▶ [TEXT FOR ANALYSIS]:
-- Opening Marker --

There were, in those days, other beers more deserving of calling themselves Chicago’s Very Own. Sadly, they didn’t survive into the modern marketplace, which, as Salon once put it, “seems increasingly divided between corporate behemoths and twee craft brews.” Meister Brau was produced in Chicago, by the Peter Hand Brewery, at 1000 W. North Ave. It actually still exists, sort of. In 1967, Meister Brau introduced one of the first low-calorie beers, Meister Brau Lite, “the light and lusty beer.” When the Miller Brewing Company bought out Peter Hand in 1972, it used the Meister Brau Lite recipe as the template for its monstrously popular Miller Lite. Meister Brau staggered on as a legacy budget brand until 2005, when Miller canned it, preferring to peddle Milwaukee’s Best in that niche.

-- Closing Marker --

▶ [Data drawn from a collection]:
-- Opening Marker --

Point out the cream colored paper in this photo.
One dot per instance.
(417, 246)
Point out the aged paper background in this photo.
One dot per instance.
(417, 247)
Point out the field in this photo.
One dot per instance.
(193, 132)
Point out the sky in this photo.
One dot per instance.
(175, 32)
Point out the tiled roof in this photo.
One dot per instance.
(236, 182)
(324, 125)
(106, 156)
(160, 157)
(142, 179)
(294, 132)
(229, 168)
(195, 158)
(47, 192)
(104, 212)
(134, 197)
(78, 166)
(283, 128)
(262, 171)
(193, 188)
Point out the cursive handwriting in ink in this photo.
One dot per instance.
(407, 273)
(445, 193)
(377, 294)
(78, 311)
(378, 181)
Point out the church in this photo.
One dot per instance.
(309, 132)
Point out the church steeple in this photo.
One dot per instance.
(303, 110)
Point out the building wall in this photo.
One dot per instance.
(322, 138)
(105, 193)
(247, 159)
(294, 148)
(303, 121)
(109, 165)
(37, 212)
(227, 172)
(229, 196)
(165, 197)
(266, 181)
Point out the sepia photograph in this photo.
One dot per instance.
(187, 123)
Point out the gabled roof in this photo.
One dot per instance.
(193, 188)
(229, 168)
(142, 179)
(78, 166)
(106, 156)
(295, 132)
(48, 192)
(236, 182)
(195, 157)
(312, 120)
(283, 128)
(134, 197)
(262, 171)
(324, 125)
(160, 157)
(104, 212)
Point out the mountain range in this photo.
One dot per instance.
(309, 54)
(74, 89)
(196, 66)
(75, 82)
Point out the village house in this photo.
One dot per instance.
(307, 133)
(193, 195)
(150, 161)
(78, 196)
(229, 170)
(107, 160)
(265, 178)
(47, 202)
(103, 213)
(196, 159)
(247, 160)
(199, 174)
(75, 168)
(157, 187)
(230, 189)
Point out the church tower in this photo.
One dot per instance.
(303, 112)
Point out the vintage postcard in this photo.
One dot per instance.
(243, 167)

-- Closing Marker --

▶ [WORK TASK A]:
Duplicate the Meister Brau passage word for word, starting at "There were, in" and ending at "in that niche.".
▶ [WORK TASK B]:
Name every beer brand mentioned in the Meister Brau passage.
▶ [WORK TASK C]:
Take the Meister Brau passage further, writing on from its last sentence.
These items come from a separate source.

▶ [TASK RESPONSE A]:
There were, in those days, other beers more deserving of calling themselves Chicago’s Very Own. Sadly, they didn’t survive into the modern marketplace, which, as Salon once put it, “seems increasingly divided between corporate behemoths and twee craft brews.” Meister Brau was produced in Chicago, by the Peter Hand Brewery, at 1000 W. North Ave. It actually still exists, sort of. In 1967, Meister Brau introduced one of the first low-calorie beers, Meister Brau Lite, “the light and lusty beer.” When the Miller Brewing Company bought out Peter Hand in 1972, it used the Meister Brau Lite recipe as the template for its monstrously popular Miller Lite. Meister Brau staggered on as a legacy budget brand until 2005, when Miller canned it, preferring to peddle Milwaukee’s Best in that niche.

▶ [TASK RESPONSE B]:
Meister Brau
Meister Brau Lite
Miller Lite
Milwaukee's Best

▶ [TASK RESPONSE C]:
And then there was Falstaff. While actually a St. Louis beer, Falstaff operated a malting plant on the Southeast Side of Chicago. Grain silos painted to look like Falstaff cans were visible from the Skyway. Falstaff was best bottled, though: it was sold in yellow plastic crates that held a dozen bottles, each with a rebus under the cap. (The rebuses became progressively more difficult to decipher as the crate emptied.) Falstaff, once the nation’s third-largest brewery, suffered a decline similar to Meister Brau’s, eventually becoming a subsidiary of Pabst, which also stopped brewing it in 2005.
Beer blogger Jay Theriot theorized that Meister Brau and Falstaff failed because they were neither good enough to be craft beers, nor bad enough to be corporate.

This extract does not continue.